Input for this task:
[Begin]
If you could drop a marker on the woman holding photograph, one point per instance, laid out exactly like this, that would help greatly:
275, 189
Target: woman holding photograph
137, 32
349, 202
[End]
Task directions:
Rewrite the lines above, replacing "woman holding photograph" with "person holding a framed photograph" wherever it occurs and leaving everything else unchanged.

Expected answer:
If you could drop a marker on the person holding a framed photograph, one point per instance, laid out exactly like this, that would help greatly:
275, 189
Target: person holding a framed photograph
137, 32
349, 202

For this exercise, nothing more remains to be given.